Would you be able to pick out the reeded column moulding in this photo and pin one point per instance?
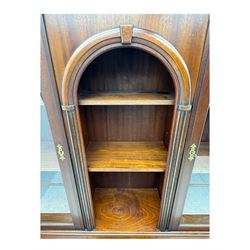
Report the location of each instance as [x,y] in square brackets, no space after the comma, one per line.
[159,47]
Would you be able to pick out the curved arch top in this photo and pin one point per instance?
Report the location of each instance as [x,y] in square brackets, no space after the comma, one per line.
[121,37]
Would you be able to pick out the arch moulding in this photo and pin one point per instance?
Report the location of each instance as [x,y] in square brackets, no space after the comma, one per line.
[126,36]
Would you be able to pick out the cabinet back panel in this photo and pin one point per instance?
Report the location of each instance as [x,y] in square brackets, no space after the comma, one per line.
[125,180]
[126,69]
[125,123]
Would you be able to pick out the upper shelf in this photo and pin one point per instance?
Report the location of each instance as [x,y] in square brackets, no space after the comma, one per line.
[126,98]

...

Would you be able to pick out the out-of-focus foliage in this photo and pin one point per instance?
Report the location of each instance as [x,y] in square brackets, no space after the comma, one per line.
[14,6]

• WRITTEN INSTRUCTION
Pull every line from the listing above that contains the word "photo", treating uppercase and lowercase as different.

• IN RESPONSE
Would you be able to pick out the reeded column moulding in this photo and pin one point per instance?
Would you be able to pick out the curved arch top in this photo and pin one point per instance?
Would you be able to pick out the arch moulding in this photo and pin one point per instance?
Would you be able to pick out the cabinet back panel in this photo and pin one point per instance?
Would you be able to pick out the upper shelf in this photo and pin one point per instance?
Would you be able to pick out the out-of-focus foliage in this photo and pin one point per instance?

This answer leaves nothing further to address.